** Исходный документ **
↓
Да, жуткие времена. Но при чем тут Возрождение? А вот при чем: оно не случайно расцвело во Флоренции всего лишь через два поколения после Черной смерти (так называют чумную эпидемию XIV века). Губительный мор нанес удар по существующему порядку, расшатал социальные устои. Чума породила один из важнейших факторов золотого века — нестабильность.

Проявил себя во всей красе и другой знакомый нам фактор — деньги. Чума создала «эффект наследства»: поскольку население сократилось наполовину, деньги оказались в руках меньшего числа людей. Но что делать с избытком средств? Вкладывать деньги в новые предприятия купцы опасались — и их можно понять. Удивительно другое: они решили вложиться в культуру. Хорошее искусство и редкие книги вдруг сделались «волшебным заклинанием, открывающим человеку и народу вход в элитную группу», объясняет Роберт Лопес, специалист по истории экономики. Культура стала удачной ставкой — все равно что вложить деньги в казначейские облигации.

На эту новую реальность откликнулись меценаты и мастера. Первые заказывали, а вторые создавали шедевры, от которых и сейчас, столетия спустя, захватывает дух. Ослабшее доверие к церкви (она не смогла остановить чуму) открыло дорогу гуманистам с их более светским складом ума. Всего этого не случилось бы без Черной смерти. Как и афинский золотой век не возник бы, если бы персы не разграбили и не сожгли Афины, расчистив место амбициозным стройкам Перикла. Так закон непреднамеренных последствий действует в широком масштабе.
↑
** Короткая задача 1 **
Переведите на английский язык предложение из текста о Возрождении и Черной смерти: «Чума породила один из важнейших факторов золотого века — нестабильность.»

** Исходные данные **
↓
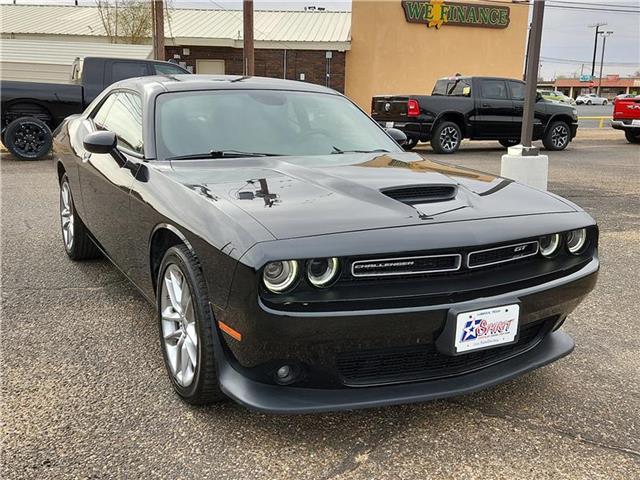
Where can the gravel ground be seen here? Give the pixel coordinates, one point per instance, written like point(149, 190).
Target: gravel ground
point(85, 394)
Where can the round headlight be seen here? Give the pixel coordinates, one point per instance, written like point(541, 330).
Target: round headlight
point(576, 240)
point(549, 244)
point(322, 271)
point(279, 276)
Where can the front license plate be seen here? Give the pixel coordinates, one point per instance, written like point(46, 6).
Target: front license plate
point(489, 327)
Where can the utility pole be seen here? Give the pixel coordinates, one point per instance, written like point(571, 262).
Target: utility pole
point(523, 162)
point(533, 60)
point(157, 14)
point(595, 46)
point(604, 44)
point(247, 51)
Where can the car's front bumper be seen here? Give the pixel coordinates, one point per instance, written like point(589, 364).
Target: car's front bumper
point(290, 400)
point(624, 125)
point(314, 339)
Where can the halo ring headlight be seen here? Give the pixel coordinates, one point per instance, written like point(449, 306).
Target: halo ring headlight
point(576, 240)
point(280, 276)
point(549, 244)
point(321, 272)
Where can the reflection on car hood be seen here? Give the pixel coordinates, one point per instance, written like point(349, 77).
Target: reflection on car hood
point(315, 195)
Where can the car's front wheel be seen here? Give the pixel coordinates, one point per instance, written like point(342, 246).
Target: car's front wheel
point(187, 327)
point(28, 138)
point(557, 137)
point(75, 237)
point(632, 136)
point(446, 137)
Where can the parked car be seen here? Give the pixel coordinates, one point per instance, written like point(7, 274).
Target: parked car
point(556, 96)
point(479, 108)
point(626, 117)
point(591, 99)
point(301, 261)
point(31, 110)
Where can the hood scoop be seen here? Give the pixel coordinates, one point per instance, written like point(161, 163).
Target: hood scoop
point(413, 194)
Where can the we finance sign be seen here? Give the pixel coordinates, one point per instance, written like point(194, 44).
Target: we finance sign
point(436, 13)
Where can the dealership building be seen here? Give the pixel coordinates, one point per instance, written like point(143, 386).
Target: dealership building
point(380, 47)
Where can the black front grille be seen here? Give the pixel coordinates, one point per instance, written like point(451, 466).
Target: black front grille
point(421, 193)
point(423, 362)
point(492, 256)
point(406, 265)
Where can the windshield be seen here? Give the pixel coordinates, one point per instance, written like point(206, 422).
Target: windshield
point(268, 122)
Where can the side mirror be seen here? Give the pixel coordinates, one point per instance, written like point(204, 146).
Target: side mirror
point(398, 135)
point(100, 142)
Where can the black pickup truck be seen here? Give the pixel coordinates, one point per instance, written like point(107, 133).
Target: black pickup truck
point(30, 110)
point(479, 108)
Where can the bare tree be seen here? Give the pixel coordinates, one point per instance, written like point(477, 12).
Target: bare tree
point(127, 21)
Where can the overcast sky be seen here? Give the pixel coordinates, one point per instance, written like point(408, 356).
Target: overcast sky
point(567, 41)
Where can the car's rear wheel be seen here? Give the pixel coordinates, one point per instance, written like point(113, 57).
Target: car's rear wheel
point(75, 237)
point(410, 143)
point(557, 137)
point(632, 136)
point(28, 138)
point(511, 142)
point(446, 138)
point(187, 327)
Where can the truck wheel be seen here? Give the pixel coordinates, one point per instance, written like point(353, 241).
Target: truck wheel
point(511, 142)
point(446, 138)
point(633, 136)
point(28, 138)
point(410, 144)
point(557, 137)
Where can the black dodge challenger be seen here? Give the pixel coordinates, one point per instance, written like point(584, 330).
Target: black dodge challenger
point(300, 260)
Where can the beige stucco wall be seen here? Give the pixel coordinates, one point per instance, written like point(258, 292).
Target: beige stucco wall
point(389, 55)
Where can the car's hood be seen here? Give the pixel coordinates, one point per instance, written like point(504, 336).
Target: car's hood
point(315, 195)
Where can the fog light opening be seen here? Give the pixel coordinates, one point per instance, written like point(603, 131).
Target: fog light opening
point(287, 374)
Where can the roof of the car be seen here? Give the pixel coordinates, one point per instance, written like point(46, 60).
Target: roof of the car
point(179, 83)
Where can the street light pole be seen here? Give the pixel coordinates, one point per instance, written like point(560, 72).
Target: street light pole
point(247, 51)
point(533, 59)
point(604, 44)
point(595, 46)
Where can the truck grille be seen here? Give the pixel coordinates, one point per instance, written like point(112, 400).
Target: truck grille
point(493, 256)
point(423, 362)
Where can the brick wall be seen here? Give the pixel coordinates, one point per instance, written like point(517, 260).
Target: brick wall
point(270, 62)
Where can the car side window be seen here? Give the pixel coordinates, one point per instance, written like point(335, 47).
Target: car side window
point(122, 70)
point(517, 90)
point(100, 116)
point(494, 89)
point(125, 120)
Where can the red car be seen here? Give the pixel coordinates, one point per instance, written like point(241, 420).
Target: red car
point(626, 116)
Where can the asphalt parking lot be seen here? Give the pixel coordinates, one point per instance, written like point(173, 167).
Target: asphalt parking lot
point(85, 394)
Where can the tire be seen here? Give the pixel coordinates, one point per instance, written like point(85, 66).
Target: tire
point(410, 145)
point(187, 328)
point(632, 136)
point(28, 138)
point(557, 136)
point(75, 237)
point(446, 138)
point(509, 142)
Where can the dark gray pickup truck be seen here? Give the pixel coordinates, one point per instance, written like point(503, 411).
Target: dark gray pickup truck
point(30, 110)
point(479, 108)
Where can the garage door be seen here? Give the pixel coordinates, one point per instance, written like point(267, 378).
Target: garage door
point(211, 67)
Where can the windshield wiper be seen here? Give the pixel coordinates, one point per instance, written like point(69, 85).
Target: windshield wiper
point(337, 150)
point(222, 154)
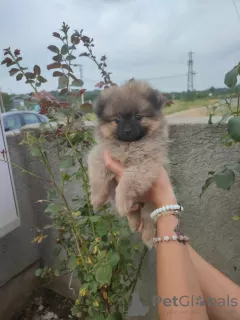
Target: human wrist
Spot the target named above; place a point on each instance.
(166, 225)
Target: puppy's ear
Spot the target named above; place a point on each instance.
(157, 99)
(99, 106)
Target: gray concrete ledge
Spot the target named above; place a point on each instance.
(15, 293)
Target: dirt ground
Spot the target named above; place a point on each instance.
(45, 304)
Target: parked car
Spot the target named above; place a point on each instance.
(15, 120)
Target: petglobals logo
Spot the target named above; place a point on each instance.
(186, 301)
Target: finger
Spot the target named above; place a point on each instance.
(112, 165)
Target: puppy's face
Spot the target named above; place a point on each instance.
(130, 112)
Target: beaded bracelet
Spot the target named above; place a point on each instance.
(166, 210)
(180, 238)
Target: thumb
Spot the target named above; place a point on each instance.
(114, 166)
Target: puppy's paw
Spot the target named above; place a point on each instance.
(97, 201)
(123, 204)
(134, 220)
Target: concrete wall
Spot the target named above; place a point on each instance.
(195, 149)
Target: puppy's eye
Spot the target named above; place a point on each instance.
(138, 117)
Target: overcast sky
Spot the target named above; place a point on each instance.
(142, 39)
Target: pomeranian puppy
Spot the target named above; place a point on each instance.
(131, 126)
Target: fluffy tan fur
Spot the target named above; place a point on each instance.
(142, 159)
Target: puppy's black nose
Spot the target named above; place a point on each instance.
(127, 131)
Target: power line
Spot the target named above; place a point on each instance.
(191, 73)
(150, 79)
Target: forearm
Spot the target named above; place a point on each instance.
(222, 295)
(177, 282)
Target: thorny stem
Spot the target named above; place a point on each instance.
(15, 60)
(84, 183)
(45, 160)
(26, 171)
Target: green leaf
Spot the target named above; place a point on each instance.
(38, 272)
(101, 317)
(57, 58)
(52, 208)
(51, 194)
(102, 227)
(54, 65)
(63, 92)
(231, 77)
(66, 177)
(70, 57)
(95, 218)
(30, 75)
(57, 74)
(77, 83)
(225, 180)
(37, 70)
(65, 66)
(19, 77)
(103, 274)
(13, 71)
(235, 167)
(62, 82)
(64, 49)
(67, 163)
(207, 183)
(234, 128)
(41, 79)
(115, 316)
(53, 49)
(224, 118)
(235, 218)
(72, 262)
(82, 221)
(112, 258)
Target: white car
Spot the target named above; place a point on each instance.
(15, 120)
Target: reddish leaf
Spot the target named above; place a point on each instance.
(19, 76)
(17, 52)
(82, 91)
(6, 60)
(30, 75)
(84, 54)
(57, 58)
(53, 49)
(41, 79)
(72, 76)
(29, 81)
(54, 65)
(65, 66)
(57, 74)
(75, 39)
(18, 59)
(64, 49)
(37, 70)
(63, 91)
(13, 71)
(99, 84)
(56, 34)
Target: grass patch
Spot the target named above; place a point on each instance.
(179, 106)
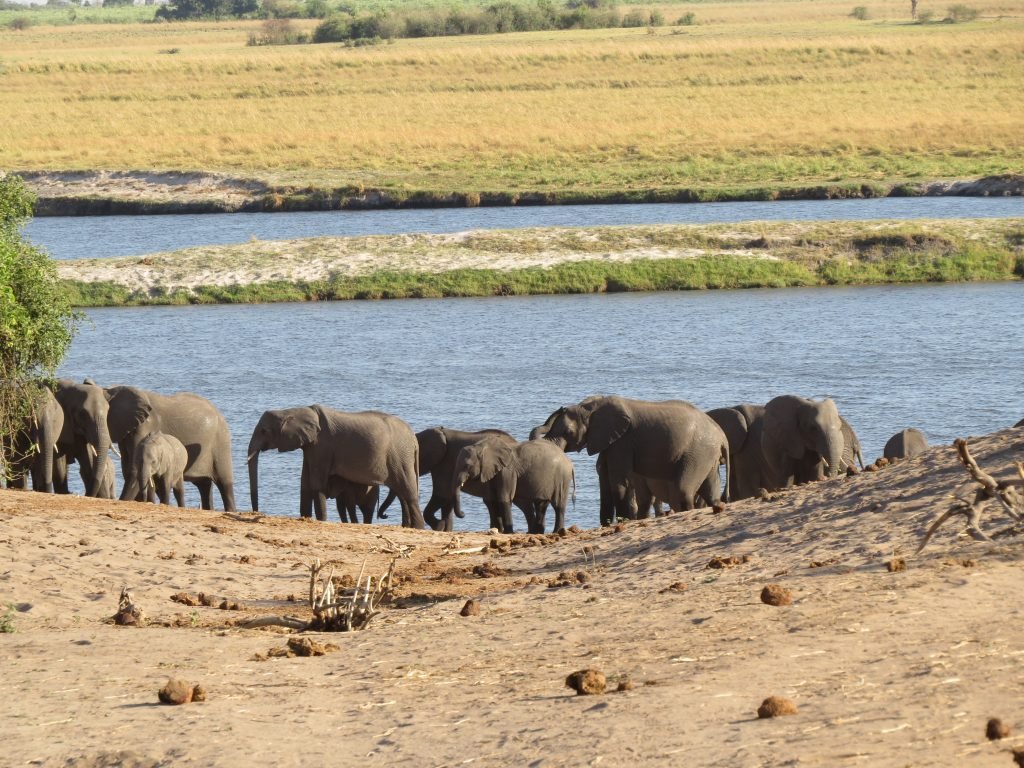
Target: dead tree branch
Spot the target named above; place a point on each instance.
(975, 495)
(333, 612)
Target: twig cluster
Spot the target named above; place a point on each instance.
(975, 495)
(332, 611)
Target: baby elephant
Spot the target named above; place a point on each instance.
(530, 474)
(159, 465)
(905, 444)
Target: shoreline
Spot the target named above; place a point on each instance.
(558, 260)
(171, 193)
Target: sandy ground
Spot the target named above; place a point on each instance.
(887, 669)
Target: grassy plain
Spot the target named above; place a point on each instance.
(755, 94)
(559, 261)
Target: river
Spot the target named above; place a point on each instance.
(941, 357)
(94, 237)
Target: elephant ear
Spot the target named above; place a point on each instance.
(608, 422)
(733, 423)
(495, 456)
(129, 408)
(298, 428)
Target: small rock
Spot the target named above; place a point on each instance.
(175, 692)
(774, 594)
(996, 729)
(304, 646)
(775, 707)
(587, 682)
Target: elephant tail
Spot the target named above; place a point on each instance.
(382, 508)
(727, 460)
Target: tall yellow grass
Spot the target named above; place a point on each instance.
(756, 92)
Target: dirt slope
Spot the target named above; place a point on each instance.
(887, 669)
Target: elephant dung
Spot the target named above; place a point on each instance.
(304, 646)
(177, 692)
(996, 729)
(587, 682)
(775, 707)
(773, 594)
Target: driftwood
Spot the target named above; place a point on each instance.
(976, 494)
(333, 612)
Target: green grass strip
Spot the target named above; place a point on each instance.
(981, 263)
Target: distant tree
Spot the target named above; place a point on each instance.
(36, 320)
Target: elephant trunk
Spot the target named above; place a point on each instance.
(832, 453)
(254, 451)
(102, 442)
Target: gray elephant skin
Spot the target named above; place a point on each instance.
(439, 449)
(85, 437)
(671, 443)
(193, 420)
(369, 448)
(159, 468)
(905, 444)
(742, 425)
(802, 440)
(530, 475)
(33, 452)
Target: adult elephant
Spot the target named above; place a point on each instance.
(672, 444)
(905, 443)
(33, 452)
(530, 475)
(742, 425)
(439, 448)
(368, 448)
(194, 420)
(85, 437)
(802, 440)
(851, 448)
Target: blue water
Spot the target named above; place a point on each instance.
(938, 357)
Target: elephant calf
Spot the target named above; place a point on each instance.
(905, 444)
(530, 474)
(159, 465)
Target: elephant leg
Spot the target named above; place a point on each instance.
(226, 491)
(205, 485)
(430, 512)
(540, 512)
(320, 505)
(528, 510)
(163, 486)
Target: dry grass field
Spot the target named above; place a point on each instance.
(754, 93)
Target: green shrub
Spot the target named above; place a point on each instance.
(961, 12)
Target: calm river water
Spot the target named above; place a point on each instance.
(944, 358)
(94, 237)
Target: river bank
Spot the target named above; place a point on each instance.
(890, 657)
(558, 261)
(121, 193)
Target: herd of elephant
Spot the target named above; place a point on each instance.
(648, 454)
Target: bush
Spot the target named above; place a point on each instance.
(36, 320)
(961, 12)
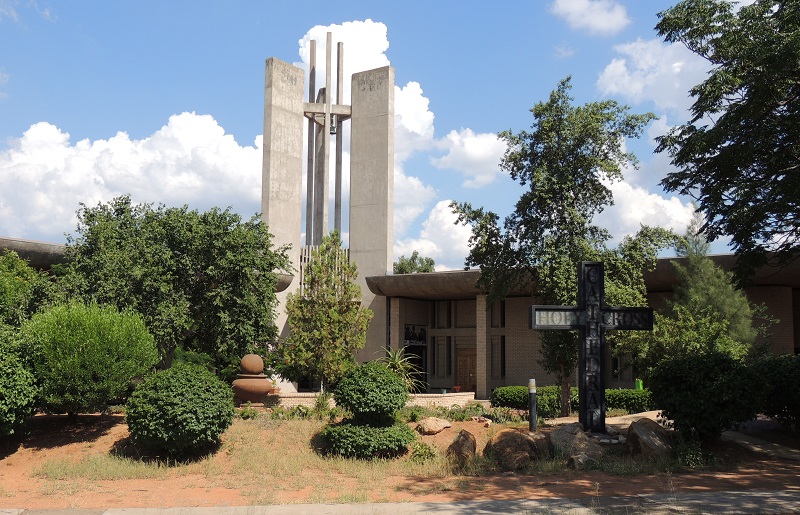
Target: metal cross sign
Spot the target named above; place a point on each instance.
(592, 318)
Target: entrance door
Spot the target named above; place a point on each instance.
(466, 369)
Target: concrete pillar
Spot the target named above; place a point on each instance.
(395, 333)
(482, 345)
(282, 165)
(372, 190)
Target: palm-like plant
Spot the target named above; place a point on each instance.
(396, 361)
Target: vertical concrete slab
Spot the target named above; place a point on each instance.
(282, 165)
(372, 190)
(395, 333)
(482, 347)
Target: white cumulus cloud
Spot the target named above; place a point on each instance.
(190, 160)
(601, 17)
(440, 238)
(475, 155)
(655, 71)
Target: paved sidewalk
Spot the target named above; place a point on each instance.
(752, 501)
(657, 504)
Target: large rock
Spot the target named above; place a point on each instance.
(570, 439)
(580, 462)
(432, 425)
(514, 450)
(463, 448)
(648, 438)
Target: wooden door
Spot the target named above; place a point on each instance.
(466, 369)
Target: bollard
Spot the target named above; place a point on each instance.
(532, 416)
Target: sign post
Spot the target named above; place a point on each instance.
(592, 318)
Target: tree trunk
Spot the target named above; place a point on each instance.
(566, 408)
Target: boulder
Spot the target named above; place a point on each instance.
(570, 439)
(648, 438)
(432, 425)
(580, 462)
(463, 448)
(514, 450)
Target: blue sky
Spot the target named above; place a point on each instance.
(164, 101)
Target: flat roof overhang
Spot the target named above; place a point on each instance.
(39, 254)
(449, 285)
(461, 284)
↑
** Короткая задача 2 **
Преобразуйте в JSON-список строк часть записей, которая начинается с первой строки записей и заканчивается строкой, содержащей "point(314, 339)", включая обе границы. Каждой строке должен соответствовать один элемент списка. Пустые строки не включайте, изображения в ответ не добавляйте.

** Правильный ответ 1 **
The plague gave rise to one of the most important factors of a golden age: instability.

** Правильный ответ 2 **
[
  "Where can the gravel ground be seen here? Give the pixel coordinates, one point per instance, written like point(149, 190).",
  "Target: gravel ground",
  "point(85, 394)",
  "Where can the round headlight be seen here? Give the pixel coordinates, one point per instance, written like point(541, 330).",
  "Target: round headlight",
  "point(576, 240)",
  "point(549, 244)",
  "point(322, 271)",
  "point(279, 276)",
  "Where can the front license plate be seen here? Give the pixel coordinates, one point per instance, written like point(46, 6).",
  "Target: front license plate",
  "point(489, 327)",
  "Where can the utility pole be seen here? Give the pixel coordinates, one point per instance, written like point(571, 262).",
  "Target: utility pole",
  "point(523, 162)",
  "point(533, 60)",
  "point(157, 14)",
  "point(595, 46)",
  "point(604, 44)",
  "point(247, 51)",
  "Where can the car's front bumper be seen here? Give the pixel coordinates, one point per instance, written like point(589, 364).",
  "Target: car's front bumper",
  "point(290, 400)",
  "point(624, 125)",
  "point(314, 339)"
]